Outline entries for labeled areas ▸
────────────────────

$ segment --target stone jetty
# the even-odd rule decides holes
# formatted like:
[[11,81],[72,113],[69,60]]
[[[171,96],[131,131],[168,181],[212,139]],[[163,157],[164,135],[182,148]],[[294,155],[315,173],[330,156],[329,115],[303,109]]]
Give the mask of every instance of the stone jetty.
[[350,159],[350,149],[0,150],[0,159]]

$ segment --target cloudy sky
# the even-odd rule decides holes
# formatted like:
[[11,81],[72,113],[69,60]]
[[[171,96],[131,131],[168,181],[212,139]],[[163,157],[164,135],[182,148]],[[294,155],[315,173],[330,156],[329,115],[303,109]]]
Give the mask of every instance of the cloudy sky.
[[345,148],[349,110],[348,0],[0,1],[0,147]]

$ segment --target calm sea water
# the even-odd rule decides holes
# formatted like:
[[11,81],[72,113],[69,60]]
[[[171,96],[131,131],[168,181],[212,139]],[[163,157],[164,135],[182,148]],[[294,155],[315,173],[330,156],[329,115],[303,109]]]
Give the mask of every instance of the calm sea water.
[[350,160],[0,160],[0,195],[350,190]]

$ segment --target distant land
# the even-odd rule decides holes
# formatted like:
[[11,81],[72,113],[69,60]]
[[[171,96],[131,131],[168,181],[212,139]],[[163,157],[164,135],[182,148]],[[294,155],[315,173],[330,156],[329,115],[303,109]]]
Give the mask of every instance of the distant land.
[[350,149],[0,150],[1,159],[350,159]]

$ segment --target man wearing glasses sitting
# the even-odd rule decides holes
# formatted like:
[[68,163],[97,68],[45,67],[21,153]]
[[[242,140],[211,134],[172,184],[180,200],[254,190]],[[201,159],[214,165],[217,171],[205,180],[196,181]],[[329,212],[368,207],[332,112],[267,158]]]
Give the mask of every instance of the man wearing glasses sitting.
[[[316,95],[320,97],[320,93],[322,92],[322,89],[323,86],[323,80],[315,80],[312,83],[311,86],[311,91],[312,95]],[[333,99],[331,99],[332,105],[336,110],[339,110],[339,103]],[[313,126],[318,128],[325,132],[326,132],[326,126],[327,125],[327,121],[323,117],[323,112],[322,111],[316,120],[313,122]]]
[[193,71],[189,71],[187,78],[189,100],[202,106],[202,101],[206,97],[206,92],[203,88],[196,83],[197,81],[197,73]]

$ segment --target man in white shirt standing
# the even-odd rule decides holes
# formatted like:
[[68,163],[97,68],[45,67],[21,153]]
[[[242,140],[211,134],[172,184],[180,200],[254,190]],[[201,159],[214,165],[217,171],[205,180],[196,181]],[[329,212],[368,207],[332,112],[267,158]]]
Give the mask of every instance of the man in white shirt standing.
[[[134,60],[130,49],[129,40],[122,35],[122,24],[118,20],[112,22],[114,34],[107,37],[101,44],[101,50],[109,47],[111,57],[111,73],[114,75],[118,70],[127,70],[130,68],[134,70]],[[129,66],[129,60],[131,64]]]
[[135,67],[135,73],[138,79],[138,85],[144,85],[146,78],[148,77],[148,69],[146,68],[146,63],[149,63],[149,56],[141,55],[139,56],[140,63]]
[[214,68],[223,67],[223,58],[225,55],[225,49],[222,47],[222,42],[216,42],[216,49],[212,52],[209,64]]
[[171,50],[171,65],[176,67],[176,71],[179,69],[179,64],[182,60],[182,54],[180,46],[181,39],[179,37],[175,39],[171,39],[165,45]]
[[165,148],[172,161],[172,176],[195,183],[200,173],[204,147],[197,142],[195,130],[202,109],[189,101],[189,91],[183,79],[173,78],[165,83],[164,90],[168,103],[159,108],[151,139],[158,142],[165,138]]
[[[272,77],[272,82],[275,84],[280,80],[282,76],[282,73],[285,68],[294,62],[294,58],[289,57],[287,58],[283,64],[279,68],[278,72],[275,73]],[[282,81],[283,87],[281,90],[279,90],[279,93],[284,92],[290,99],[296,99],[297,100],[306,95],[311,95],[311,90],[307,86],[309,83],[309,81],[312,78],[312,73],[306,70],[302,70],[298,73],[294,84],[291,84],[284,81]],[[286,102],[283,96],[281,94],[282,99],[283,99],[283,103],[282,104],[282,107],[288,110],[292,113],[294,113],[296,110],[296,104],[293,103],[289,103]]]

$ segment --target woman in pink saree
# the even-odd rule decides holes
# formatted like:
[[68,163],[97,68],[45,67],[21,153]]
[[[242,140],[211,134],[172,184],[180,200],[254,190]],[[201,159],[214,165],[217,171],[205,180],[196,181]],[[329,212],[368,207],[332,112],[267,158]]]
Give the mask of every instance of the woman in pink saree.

────────────────────

Set problem ▸ Can you lay out every line of the rows above as a Markdown table, with a No. column for the row number and a Line column for the line itself, leaving out the blank lines?

Exercise response ▸
| No. | Line |
|---|---|
| 1 | $ segment --target stone jetty |
| 2 | # the even-odd rule decides holes |
| 3 | # formatted like: |
| 4 | [[11,81],[72,113],[69,60]] |
| 5 | [[[171,96],[131,131],[168,181],[212,139]],[[163,157],[164,135],[182,148]],[[294,155],[315,173],[330,156],[329,115],[303,109]]] |
| 6 | Give the mask of every instance of the stone jetty. |
| 7 | [[350,159],[350,149],[0,150],[0,159]] |
| 8 | $ segment --target cloudy sky |
| 9 | # the even-odd rule decides holes |
| 10 | # formatted like: |
| 11 | [[11,81],[72,113],[69,60]] |
| 12 | [[[171,96],[131,131],[168,181],[212,139]],[[163,157],[164,135],[182,148]],[[294,155],[315,173],[330,156],[329,115],[303,109]]] |
| 13 | Give the mask of every instance of the cloudy sky. |
| 14 | [[345,148],[349,110],[348,0],[0,1],[0,147]] |
| 15 | $ segment --target calm sea water |
| 16 | # the even-odd rule decides holes |
| 17 | # formatted like: |
| 18 | [[11,81],[72,113],[69,60]] |
| 19 | [[[171,96],[131,131],[168,181],[212,139]],[[163,157],[164,135],[182,148]],[[294,155],[315,173],[330,156],[329,115],[303,109]]] |
| 20 | Give the mask of every instance of the calm sea water. |
| 21 | [[350,160],[0,160],[0,195],[350,190]] |
| 22 | $ segment --target distant land |
| 23 | # the even-odd rule decides holes |
| 24 | # formatted like: |
| 25 | [[11,81],[72,113],[69,60]] |
| 26 | [[[171,96],[131,131],[168,181],[212,139]],[[163,157],[164,135],[182,148]],[[294,155],[315,173],[330,156],[329,115],[303,109]]] |
| 27 | Give the mask of every instance of the distant land. |
| 28 | [[350,149],[0,150],[1,159],[350,159]] |
| 29 | $ segment --target man wearing glasses sitting |
| 30 | # the even-odd rule decides holes |
| 31 | # formatted like: |
| 32 | [[68,163],[97,68],[45,67],[21,153]] |
| 33 | [[[242,140],[211,134],[172,184],[180,200],[254,190]],[[201,159],[214,165],[217,171],[205,180],[196,181]],[[329,212],[368,207],[332,112],[267,158]]] |
| 34 | Give the mask of every instance of the man wearing glasses sitting. |
| 35 | [[[316,95],[320,97],[320,93],[322,92],[322,89],[323,86],[323,80],[315,80],[312,83],[311,86],[311,91],[312,95]],[[333,99],[331,99],[332,105],[336,110],[339,110],[339,103]],[[313,126],[318,128],[325,132],[326,132],[326,126],[327,125],[327,121],[323,117],[323,112],[322,111],[316,120],[313,122]]] |
| 36 | [[193,71],[189,71],[187,78],[189,100],[202,106],[202,101],[206,97],[206,92],[203,88],[196,83],[197,81],[197,73]] |
| 37 | $ segment --target man in white shirt standing |
| 38 | # the even-odd rule decides holes |
| 39 | # formatted like: |
| 40 | [[68,163],[97,68],[45,67],[21,153]] |
| 41 | [[[242,140],[211,134],[172,184],[180,200],[254,190]],[[201,159],[214,165],[217,171],[205,180],[196,181]],[[329,212],[368,207],[332,112],[267,158]]] |
| 42 | Give the mask of every instance of the man in white shirt standing. |
| 43 | [[[134,60],[130,49],[129,40],[122,35],[122,24],[118,20],[112,22],[114,34],[107,37],[101,44],[101,50],[109,47],[111,57],[111,73],[114,75],[118,70],[127,70],[130,68],[134,70]],[[129,66],[129,60],[131,64]]] |
| 44 | [[135,67],[135,73],[138,79],[138,85],[144,85],[146,78],[148,77],[148,69],[146,68],[146,63],[149,63],[149,56],[141,55],[139,56],[140,63]] |
| 45 | [[214,68],[223,67],[223,58],[225,55],[225,49],[222,47],[222,42],[216,42],[216,49],[212,52],[209,64]] |
| 46 | [[171,50],[171,65],[176,67],[176,71],[179,69],[179,64],[182,60],[182,54],[180,46],[181,39],[179,37],[175,39],[171,39],[165,45]] |
| 47 | [[165,148],[172,161],[172,176],[195,183],[200,173],[204,147],[197,142],[195,130],[202,109],[189,101],[189,91],[183,79],[173,78],[165,83],[164,90],[168,103],[159,108],[151,139],[158,142],[165,138]] |
| 48 | [[[272,77],[272,82],[275,84],[280,80],[282,76],[282,73],[285,68],[294,62],[294,58],[289,57],[287,58],[283,64],[279,68],[278,72],[275,73]],[[282,81],[283,87],[281,90],[279,90],[279,93],[284,92],[290,99],[296,99],[297,100],[306,95],[311,95],[311,90],[307,86],[309,83],[309,81],[312,78],[312,73],[306,70],[302,70],[298,73],[294,84],[291,84],[284,81]],[[286,102],[283,96],[281,94],[282,99],[283,99],[283,103],[282,104],[282,107],[288,110],[292,113],[294,113],[296,110],[296,104],[293,103],[289,103]]] |
| 49 | $ segment --target woman in pink saree |
| 50 | # the even-odd rule decides holes |
| 51 | # formatted like: |
| 52 | [[68,163],[97,68],[45,67],[21,153]] |
| 53 | [[[242,140],[211,134],[172,184],[180,200],[254,190]],[[201,159],[214,165],[217,171],[205,180],[196,181]],[[329,212],[368,207],[332,112],[267,158]]] |
| 54 | Give the mask of every instance of the woman in pink saree. |